My school sent me today to a seminar on classroom management in Atlantic City, New Jersey. The seminar was interesting and useful, but the most lasting impression was made upon me by
a lunchtime stroll down the boardwalk.
Atlantic City, if you didn't know, is the inspiration for the game Monopoly, hence my taking a walk on the boardwalk and passing things like St. James's Place. The atmosphere of the city exudes that same kind of promise - fortune and thus happiness are only a few rolls of the dice away.
The boardwalk promises its own romance. Start with a clear autumn day on the warm side of brisk. Add the splendor of the Atlantic Ocean and the associated salty air. Provide a walkway from which to take it all in, add in quaint shops selling inexpensive and nostalgic American food, and you've got a recipe for sepia-toned enjoyment.
The lords over this enterprise are the casinos, who with straight, even grinning faces ignore the obvious fact that the system is rigged against you. No one seems to notice.
I found a few other things on my stroll. New Jersey, unlike Nevada, stops short of legalizing prostitution in addition to gambling. So instead of being solicited by women in front of brothels, I was solicited by women in front of massage parlors. It seems to be human nature to buy all varieties of sensual pleasure where one sort is already available.
Fortune tellers abound as well, offering such ridiculous methods as phrenology. One modestly proclaimed, "Specializing in solving all problems. Health, financial, and love."
Mixed in without explanation is the New Jersey Korean War memorial. The only people I saw there were Korean. It was cool.
Benches on the boardwalk have not one but two arm rails between the outer two, creating three distinct seats, and eliminating any possibility of being used as a bed. The memory of one homeless man sitting on one makes me think of what happens in Monopoly when you land on that last hotel property whose rent you can't afford.
On my way back I attempted to enjoy some of the aforementioned nostalgic American food, two hot dogs and some french fries, out on the boardwalk. I was foiled by belligerent seagulls, clustering and squawking more and more around me. I got up right as one lunged at my fries. Later another one smacked me in the head with its wing. I couldn't help but think of how birds in Scripture represent the powers of Satan, as when Abram drove them away in Genesis 15:11.
One contrast surpassed all of these in the disgust it brought me. At the start and at the end of my walk I passed a beggar woman. She stood and sang, completely tone deaf, beating for percussion on a plastic bucket that looked like a sand castle toy. Most street performers are musically gifted, and her complete lack of talent heightened the sense of desperation she conveyed.
A few feet up from her, another beggar danced, without coordination, displaying some physical deformity. It is hard to know whether to call her a girl or a woman, because in body she was dressed and styled like an eight-year-old, and in face she looked over forty.
The backdrop against which these beggars stood, and the filler for all of these scenes, was the casino crowd. It was easier for me to understand the presence of residents and workers, who for whatever brokenness at least seem to belong there. But, in the midst of that whole scene, the scores of white senior citizens chasing Borgata and lewd comedians like Robin Williams raised the largest sense of outrage and futility that I felt.
The way I felt about all of this didn't really hit me until about an hour ago, several hours and a nap after returning. In a different situation I might shout and cry. Instead I raise this small outcry against Trump's stronghold on the beach.
The New Testament asserts that all of creation was made by and for Jesus Christ, and that one day he will return to assert his ownership of every square inch. While I feel powerless against that monstrous boardwalk, I long for the day when he will put an end to all of its lies and all of its pain.
-=-=-
» **EXERCISE BRIEF**: In the essay about the Atlantic City boardwalk, which board game is Atlantic City said to have inspired?
-=-=-
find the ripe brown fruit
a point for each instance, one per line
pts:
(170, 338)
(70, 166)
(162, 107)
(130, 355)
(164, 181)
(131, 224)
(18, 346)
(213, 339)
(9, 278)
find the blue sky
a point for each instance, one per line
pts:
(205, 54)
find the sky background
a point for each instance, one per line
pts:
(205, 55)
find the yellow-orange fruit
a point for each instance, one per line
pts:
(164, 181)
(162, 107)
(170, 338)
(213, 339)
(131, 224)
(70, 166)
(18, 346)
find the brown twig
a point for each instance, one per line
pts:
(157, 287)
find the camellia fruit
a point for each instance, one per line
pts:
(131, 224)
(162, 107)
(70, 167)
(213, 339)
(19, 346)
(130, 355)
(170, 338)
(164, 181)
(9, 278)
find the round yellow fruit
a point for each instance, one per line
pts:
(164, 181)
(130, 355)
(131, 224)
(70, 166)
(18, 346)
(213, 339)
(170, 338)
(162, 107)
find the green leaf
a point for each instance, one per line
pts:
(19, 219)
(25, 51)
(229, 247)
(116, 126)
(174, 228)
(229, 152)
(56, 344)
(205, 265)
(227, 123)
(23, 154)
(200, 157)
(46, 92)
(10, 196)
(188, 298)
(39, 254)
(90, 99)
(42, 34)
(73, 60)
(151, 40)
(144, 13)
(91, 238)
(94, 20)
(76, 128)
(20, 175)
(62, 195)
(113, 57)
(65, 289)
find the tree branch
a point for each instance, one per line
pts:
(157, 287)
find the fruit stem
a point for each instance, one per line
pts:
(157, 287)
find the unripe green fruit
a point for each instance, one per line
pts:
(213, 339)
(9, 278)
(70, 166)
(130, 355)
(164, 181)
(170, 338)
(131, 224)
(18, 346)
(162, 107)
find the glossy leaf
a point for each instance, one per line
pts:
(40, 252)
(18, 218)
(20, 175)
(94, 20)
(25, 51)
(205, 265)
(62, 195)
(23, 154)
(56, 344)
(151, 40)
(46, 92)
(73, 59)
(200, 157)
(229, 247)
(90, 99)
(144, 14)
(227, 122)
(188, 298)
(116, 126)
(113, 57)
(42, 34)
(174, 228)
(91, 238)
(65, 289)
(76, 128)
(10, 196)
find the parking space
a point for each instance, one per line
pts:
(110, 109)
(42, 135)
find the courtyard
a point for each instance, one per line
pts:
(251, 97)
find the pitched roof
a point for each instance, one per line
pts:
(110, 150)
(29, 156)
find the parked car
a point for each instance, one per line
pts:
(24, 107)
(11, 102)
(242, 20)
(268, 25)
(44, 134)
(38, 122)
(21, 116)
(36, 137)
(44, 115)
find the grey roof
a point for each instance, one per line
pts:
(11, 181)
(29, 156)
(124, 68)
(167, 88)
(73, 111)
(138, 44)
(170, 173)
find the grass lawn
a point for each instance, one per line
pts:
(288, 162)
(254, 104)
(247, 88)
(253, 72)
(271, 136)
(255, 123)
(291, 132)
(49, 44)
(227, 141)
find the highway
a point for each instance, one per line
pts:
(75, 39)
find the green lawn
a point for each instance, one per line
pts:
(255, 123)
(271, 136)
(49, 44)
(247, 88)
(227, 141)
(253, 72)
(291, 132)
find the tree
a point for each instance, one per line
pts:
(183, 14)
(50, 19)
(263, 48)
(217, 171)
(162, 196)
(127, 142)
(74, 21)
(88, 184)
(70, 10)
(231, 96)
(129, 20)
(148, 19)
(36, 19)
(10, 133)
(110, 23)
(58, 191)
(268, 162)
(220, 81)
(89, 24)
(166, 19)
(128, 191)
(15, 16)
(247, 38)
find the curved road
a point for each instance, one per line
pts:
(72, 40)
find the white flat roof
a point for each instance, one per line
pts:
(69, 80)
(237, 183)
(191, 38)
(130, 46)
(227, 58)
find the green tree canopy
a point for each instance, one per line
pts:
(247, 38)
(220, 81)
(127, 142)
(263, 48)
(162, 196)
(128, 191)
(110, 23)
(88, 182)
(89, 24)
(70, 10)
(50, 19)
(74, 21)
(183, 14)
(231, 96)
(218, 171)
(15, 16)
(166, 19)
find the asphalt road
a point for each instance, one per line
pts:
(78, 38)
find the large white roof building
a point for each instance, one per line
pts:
-=-=-
» **OUTPUT BELOW**: Monopoly